Tasks to carry out =>
[a] Answer these questions from the worker sharing excerpt:
(i) According to the moduledoc, what does the module manage?
(ii) What does the comment on the borrowed_workers field say it maps?
(iii) Which function sends the tuple beginning with :return_worker to GenServer.call?
[b] Reproduce the worker sharing excerpt from "def return_borrowed_worker(worker_id, requesting_pool)" to "pools = DSPex.Python.PoolRegistry.get_all_pools()", keeping every character unchanged.

Given text =>
★ ★ ★ ★ ★ ★ ★

3. Worker Sharing and Migration

3.1 Dynamic Worker Sharing

defmodule DSPex.Python.WorkerSharing do
  @moduledoc """
  Manages dynamic worker sharing between pools based on load and policies.
  """
  
  defstruct [
    :sharing_agreements,  # Map of pool_id -> sharing_config
    :borrowed_workers,    # Map of worker_id -> {from_pool, to_pool}
    :sharing_metrics,     # Performance metrics for sharing decisions
    :active_migrations    # Currently active worker migrations
  ]
  
  def enable_sharing_between(pool_a, pool_b, sharing_config) do
    GenServer.call(__MODULE__, {:enable_sharing, pool_a, pool_b, sharing_config})
  end
  
  def request_worker_loan(requesting_pool, donor_pool, requirements) do
    GenServer.call(__MODULE__, {:request_loan, requesting_pool, donor_pool, requirements})
  end
  
  def return_borrowed_worker(worker_id, requesting_pool) do
    GenServer.call(__MODULE__, {:return_worker, worker_id, requesting_pool})
  end
  
  # Automated worker sharing based on load imbalance
  def evaluate_sharing_opportunities do
    pools = DSPex.Python.PoolRegistry.get_all_pools()

★ ★ ★ ★ ★ ★ ★

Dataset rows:
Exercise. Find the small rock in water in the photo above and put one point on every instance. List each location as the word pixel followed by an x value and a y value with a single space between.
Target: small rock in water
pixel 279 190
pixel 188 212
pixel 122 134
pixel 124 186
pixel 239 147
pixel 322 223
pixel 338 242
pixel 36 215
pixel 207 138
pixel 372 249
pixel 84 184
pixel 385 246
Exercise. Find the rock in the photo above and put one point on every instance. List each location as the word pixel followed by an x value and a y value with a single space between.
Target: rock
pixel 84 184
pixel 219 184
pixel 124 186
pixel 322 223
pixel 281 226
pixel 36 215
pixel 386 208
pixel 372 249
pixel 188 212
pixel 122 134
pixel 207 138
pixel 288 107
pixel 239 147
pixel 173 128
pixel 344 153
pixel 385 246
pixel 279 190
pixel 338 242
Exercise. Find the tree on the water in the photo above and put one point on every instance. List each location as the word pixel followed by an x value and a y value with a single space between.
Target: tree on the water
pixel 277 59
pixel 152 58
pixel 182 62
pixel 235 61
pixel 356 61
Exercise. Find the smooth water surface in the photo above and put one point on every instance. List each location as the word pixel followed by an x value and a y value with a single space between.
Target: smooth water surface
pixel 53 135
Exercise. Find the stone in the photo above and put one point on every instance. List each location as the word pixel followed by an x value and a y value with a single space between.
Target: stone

★ ★ ★ ★ ★ ★ ★

Written answers =>
[a]
(i) Dynamic worker sharing between pools based on load and policies.
(ii) worker_id -> {from_pool, to_pool}
(iii) return_borrowed_worker

[b]
def return_borrowed_worker(worker_id, requesting_pool) do
    GenServer.call(__MODULE__, {:return_worker, worker_id, requesting_pool})
  end
  
  # Automated worker sharing based on load imbalance
  def evaluate_sharing_opportunities do
    pools = DSPex.Python.PoolRegistry.get_all_pools()